Problem description> Give every line of the data again, unchanged, but with no pictures.

Records of labeled points
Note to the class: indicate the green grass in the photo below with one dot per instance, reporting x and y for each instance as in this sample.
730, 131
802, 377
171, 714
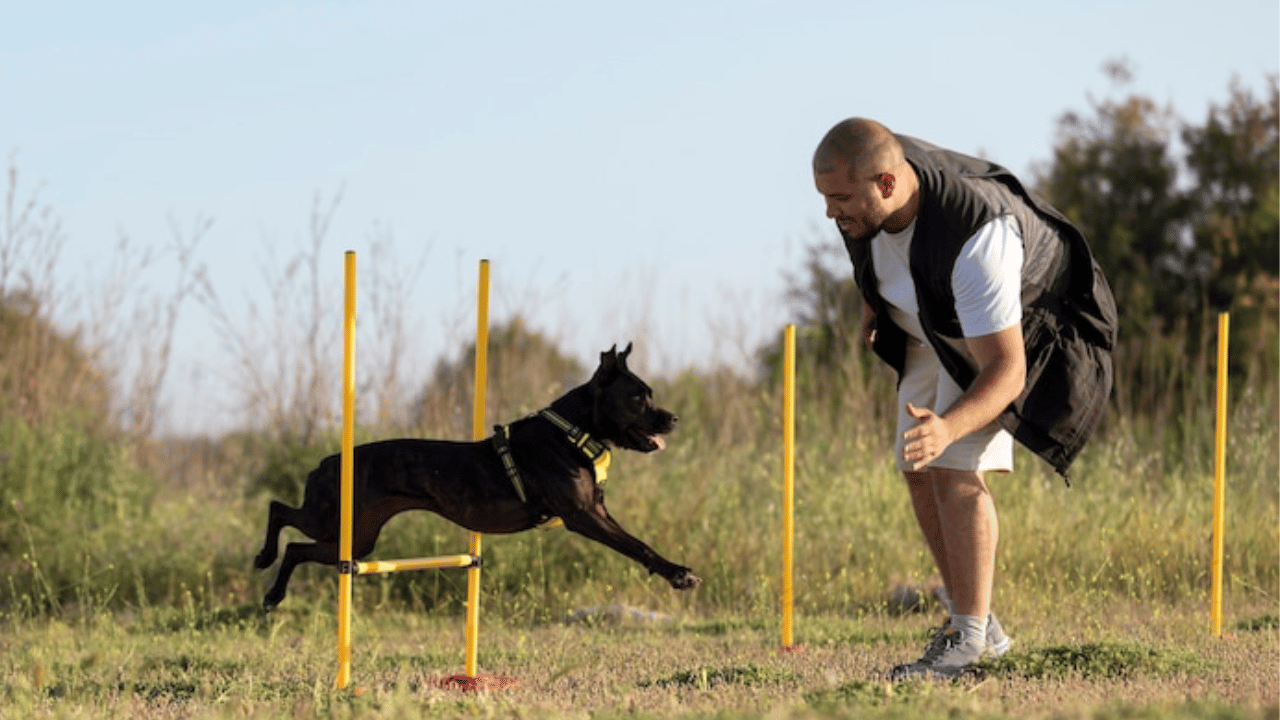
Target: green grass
238, 662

Task response>
Note to the class: indicate the green grass in the photo below with one dot per instance, reporting x and y for each instance as in this sample.
730, 131
802, 377
171, 714
Target: green grass
238, 662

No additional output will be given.